** READING TEXT **
☆ ☆ ☆
Appellant once “aggressively” followed Denise and a friend in their car late at night. As Denise described events, appellant was driving “like in a rage. Just like he was trying -- he didn’t care if he damaged his car, he didn’t care if he 2 flipped us over, he didn’t care. . . . And he’s just like trying to ram the vehicle.” At one point, appellant got close to Denise’s vehicle, held up the car key to the window, and said “I have it.” Then appellant got out of his car, hit the side of Denise’s car, and asked Denise’s friend “to get out and fight.” Denise and her friend drove away, but appellant followed them at a fast speed, until Denise and her friend pulled into a university campus police station. Denise said that she had “never been that scared in [her] life.”

The trial court submitted to the jury the charged offense of stalking, as well as the lesser-included offense of harassment. Appellant did not object to the charge language. The jury found appellant guilty of stalking as charged in the indictment and sentenced appellant to seven years’ confinement.

Appellant timely appealed.

Analysis1

In a single issue, appellant argues that the trial court submitted an erroneous jury charge. According to appellant, the charge permitted the jury to convict appellant of stalking based only on knowing conduct, but that one of the possible predicate offenses—harassment—requires a higher culpable mental state of intent.

A. Standard of review

We review complaints of charge error in two steps. Cortez v. State, 469 S.W.3d 593, 598 (Tex. Crim. App. 2015). First, we determine whether error exists in the charge. Ngo v. State, 175 S.W.3d 738, 743-44 (Tex. Crim. App. 2005). Second, we review the record to determine whether sufficient harm was caused by the error to require reversal of the conviction. Id. 1 The Supreme Court of Texas transferred this case to our court from the Fourth Court of Appeals. See Tex. Gov’t Code § 73.001. We are unaware of any conflict between Fourth Court of Appeals precedent and that of this court on any relevant issue. See Tex. R. App. P. 41.3.
☆ ☆ ☆
** LIST OF TASKS **
1. Rewrite the stretch of the court opinion from "We review complaints" through "App. P. 41.3.", using "two stages" in place of "two steps".
2. Answer these questions from the court opinion:
(a) What sentence did the jury impose on appellant?
(b) Where did Denise and her friend pull in while appellant was following them?
(c) Which court transferred the case, and from which court?
Nothing in the listing is needed for any task.
☆ ☆ ☆
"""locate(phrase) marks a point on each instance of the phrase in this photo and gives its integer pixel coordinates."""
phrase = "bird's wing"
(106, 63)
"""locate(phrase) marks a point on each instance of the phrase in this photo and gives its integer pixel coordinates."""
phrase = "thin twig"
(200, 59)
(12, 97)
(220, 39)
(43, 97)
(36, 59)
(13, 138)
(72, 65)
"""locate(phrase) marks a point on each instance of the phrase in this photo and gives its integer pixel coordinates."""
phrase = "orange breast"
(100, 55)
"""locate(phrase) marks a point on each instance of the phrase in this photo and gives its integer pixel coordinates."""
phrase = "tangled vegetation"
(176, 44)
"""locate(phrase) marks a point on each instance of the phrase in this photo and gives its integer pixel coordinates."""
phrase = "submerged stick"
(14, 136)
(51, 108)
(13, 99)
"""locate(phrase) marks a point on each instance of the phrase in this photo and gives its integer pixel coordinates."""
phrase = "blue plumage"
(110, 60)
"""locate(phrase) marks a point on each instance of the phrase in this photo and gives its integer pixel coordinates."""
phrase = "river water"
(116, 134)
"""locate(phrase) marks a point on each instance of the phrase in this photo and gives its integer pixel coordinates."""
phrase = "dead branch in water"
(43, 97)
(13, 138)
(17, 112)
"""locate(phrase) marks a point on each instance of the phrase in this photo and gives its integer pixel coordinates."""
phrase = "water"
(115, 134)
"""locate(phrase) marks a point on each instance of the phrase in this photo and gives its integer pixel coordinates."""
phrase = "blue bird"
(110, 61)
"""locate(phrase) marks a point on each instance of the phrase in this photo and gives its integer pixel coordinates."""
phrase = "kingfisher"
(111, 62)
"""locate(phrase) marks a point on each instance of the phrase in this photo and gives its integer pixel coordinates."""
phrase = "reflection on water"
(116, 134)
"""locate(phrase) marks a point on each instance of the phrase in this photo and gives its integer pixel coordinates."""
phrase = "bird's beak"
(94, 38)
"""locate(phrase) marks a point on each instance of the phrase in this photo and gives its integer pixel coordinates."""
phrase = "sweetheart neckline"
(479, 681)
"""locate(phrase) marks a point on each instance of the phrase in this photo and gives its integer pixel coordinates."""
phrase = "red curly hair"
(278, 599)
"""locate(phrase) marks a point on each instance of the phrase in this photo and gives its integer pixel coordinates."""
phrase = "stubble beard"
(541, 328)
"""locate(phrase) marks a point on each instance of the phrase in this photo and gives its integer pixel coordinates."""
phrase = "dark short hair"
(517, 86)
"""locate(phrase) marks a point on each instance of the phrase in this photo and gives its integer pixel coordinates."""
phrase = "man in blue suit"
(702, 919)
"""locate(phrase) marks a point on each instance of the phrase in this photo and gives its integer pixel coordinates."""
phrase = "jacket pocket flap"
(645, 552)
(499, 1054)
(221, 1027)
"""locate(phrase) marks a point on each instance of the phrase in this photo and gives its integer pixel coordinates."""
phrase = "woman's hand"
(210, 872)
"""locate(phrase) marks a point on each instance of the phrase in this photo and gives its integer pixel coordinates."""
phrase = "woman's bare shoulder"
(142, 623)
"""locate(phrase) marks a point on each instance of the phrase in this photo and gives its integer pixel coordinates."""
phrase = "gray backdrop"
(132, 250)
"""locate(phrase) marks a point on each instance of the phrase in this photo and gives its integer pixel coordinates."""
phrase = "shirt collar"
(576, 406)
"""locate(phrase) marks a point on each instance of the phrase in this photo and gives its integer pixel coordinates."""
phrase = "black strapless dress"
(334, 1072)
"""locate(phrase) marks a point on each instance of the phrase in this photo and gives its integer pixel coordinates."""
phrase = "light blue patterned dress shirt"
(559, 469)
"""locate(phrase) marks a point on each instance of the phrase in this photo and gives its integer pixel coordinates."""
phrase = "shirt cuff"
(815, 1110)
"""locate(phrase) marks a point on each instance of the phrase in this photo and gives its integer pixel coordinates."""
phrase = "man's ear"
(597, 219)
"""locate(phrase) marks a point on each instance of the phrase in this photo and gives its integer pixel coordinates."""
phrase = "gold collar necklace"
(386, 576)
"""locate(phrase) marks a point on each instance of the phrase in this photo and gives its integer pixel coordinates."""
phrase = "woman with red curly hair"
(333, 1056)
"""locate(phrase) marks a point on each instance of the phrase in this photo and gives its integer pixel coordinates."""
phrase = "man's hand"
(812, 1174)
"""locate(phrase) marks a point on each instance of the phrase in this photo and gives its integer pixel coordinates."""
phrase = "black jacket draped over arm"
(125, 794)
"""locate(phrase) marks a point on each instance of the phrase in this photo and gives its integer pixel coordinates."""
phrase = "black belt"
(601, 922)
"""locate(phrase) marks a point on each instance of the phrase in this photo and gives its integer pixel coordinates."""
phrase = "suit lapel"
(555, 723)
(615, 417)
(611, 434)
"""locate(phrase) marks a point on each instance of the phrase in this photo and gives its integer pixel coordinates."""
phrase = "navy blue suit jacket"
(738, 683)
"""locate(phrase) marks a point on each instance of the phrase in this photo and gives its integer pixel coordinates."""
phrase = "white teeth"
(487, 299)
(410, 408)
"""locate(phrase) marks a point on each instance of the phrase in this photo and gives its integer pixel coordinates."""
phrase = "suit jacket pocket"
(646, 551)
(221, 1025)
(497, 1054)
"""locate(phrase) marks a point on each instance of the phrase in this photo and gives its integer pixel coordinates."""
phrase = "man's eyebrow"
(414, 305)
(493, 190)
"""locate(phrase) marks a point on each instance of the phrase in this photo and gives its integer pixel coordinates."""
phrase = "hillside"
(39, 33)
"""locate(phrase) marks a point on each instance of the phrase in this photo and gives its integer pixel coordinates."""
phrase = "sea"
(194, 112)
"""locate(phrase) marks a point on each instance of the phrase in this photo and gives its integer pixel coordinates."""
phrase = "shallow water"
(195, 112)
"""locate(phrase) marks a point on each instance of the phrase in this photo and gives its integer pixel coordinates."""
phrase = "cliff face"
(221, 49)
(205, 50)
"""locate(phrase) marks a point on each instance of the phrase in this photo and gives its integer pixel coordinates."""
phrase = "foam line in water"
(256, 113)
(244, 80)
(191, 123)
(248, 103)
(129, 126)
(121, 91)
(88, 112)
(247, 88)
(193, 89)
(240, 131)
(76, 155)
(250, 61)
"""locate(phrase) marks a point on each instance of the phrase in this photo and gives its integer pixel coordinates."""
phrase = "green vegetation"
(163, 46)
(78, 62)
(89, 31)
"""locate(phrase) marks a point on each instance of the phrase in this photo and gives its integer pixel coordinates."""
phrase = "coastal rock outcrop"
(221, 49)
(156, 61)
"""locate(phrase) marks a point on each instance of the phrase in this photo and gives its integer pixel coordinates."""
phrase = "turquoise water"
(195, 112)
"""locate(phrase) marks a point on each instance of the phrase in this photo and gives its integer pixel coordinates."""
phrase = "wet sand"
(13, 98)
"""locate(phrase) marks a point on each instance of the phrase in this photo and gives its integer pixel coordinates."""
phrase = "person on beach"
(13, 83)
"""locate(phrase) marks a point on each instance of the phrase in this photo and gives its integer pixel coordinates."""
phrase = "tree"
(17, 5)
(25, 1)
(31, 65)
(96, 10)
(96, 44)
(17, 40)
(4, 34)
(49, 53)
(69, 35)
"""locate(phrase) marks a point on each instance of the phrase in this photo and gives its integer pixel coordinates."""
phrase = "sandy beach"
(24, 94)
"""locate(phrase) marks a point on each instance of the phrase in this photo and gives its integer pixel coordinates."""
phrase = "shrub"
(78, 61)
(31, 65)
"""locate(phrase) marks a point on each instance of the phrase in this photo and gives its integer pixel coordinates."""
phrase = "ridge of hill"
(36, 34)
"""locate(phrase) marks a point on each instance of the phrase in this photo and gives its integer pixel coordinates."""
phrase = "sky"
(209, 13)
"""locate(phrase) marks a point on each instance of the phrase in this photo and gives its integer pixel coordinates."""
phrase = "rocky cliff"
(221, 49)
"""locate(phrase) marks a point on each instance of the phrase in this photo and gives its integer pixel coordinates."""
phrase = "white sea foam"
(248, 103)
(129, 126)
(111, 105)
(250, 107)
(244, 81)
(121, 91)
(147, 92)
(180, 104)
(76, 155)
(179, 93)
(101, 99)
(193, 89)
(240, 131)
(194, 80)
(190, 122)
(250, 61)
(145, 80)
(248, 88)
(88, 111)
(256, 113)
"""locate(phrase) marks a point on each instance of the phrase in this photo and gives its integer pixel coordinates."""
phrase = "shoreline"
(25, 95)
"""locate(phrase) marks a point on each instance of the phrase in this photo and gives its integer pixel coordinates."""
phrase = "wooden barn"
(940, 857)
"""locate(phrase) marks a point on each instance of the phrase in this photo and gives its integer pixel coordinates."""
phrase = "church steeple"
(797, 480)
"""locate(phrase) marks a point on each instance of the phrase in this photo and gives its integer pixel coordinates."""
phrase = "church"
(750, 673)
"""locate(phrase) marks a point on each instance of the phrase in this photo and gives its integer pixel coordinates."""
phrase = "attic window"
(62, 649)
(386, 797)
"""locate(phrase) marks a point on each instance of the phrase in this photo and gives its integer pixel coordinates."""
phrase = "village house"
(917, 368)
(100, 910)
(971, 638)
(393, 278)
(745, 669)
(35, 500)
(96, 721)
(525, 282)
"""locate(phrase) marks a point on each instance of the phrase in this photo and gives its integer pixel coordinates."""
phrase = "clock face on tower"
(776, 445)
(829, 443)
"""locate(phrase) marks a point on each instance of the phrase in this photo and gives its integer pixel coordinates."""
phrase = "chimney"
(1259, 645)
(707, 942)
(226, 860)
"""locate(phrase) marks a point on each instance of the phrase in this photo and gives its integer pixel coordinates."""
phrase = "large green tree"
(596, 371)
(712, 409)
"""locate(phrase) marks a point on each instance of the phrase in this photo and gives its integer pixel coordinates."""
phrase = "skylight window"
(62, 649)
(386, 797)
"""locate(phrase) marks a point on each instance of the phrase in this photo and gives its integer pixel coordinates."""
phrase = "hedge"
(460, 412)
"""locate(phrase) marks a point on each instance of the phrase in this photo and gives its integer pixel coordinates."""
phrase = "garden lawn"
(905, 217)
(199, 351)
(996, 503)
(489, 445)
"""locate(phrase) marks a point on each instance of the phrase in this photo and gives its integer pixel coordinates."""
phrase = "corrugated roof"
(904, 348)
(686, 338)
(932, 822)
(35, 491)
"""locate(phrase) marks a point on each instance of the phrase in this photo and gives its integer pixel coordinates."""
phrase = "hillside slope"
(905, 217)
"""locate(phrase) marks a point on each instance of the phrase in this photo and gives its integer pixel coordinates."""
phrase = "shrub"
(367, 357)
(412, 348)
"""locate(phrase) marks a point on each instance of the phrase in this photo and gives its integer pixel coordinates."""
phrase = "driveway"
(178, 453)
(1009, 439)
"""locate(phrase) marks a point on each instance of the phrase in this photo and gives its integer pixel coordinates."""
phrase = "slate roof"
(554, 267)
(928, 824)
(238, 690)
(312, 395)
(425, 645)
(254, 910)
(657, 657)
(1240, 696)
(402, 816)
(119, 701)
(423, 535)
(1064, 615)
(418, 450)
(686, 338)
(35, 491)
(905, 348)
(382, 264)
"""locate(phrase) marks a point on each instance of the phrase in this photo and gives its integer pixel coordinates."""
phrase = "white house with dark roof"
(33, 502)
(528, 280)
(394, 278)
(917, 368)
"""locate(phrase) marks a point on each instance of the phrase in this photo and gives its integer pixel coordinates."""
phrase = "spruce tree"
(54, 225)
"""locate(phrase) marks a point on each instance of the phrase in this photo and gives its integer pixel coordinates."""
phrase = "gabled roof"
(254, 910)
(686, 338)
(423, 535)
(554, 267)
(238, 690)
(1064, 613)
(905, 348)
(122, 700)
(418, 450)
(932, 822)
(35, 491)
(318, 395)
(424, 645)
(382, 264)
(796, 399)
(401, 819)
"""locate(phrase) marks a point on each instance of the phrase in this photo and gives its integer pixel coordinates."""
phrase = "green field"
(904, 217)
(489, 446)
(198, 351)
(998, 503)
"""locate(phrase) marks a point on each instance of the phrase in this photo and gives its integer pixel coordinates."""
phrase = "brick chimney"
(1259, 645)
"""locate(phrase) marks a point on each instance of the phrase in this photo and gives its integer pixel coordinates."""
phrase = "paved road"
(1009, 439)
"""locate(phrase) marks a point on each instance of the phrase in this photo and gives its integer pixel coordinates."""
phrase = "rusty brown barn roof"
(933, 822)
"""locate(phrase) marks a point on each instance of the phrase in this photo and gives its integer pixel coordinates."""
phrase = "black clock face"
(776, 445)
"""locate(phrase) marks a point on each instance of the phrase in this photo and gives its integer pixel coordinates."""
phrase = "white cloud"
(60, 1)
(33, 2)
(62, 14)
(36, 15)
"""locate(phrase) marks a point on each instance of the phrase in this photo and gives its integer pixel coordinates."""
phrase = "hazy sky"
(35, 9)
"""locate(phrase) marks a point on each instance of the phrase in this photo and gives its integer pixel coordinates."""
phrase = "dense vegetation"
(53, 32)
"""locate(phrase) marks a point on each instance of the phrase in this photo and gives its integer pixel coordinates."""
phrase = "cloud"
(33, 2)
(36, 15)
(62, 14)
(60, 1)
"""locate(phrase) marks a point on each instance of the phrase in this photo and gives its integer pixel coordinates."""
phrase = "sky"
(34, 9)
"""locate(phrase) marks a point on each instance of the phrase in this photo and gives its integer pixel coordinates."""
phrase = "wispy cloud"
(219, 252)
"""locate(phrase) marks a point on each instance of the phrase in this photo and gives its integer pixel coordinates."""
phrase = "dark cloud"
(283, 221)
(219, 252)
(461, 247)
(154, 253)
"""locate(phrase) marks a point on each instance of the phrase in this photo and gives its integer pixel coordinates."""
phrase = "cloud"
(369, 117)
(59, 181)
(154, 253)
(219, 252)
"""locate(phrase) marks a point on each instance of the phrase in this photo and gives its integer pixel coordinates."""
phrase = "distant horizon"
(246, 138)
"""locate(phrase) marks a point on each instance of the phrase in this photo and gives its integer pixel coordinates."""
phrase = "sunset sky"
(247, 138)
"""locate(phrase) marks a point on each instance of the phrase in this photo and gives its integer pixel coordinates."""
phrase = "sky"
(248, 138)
☆ ☆ ☆
** SOLUTIONS BY TASK **
1.
We review complaints of charge error in two stages. Cortez v. State, 469 S.W.3d 593, 598 (Tex. Crim. App. 2015). First, we determine whether error exists in the charge. Ngo v. State, 175 S.W.3d 738, 743-44 (Tex. Crim. App. 2005). Second, we review the record to determine whether sufficient harm was caused by the error to require reversal of the conviction. Id. 1 The Supreme Court of Texas transferred this case to our court from the Fourth Court of Appeals. See Tex. Gov’t Code § 73.001. We are unaware of any conflict between Fourth Court of Appeals precedent and that of this court on any relevant issue. See Tex. R. App. P. 41.3.

2.
(a) Seven years' confinement.
(b) A university campus police station.
(c) The Supreme Court of Texas transferred it from the Fourth Court of Appeals.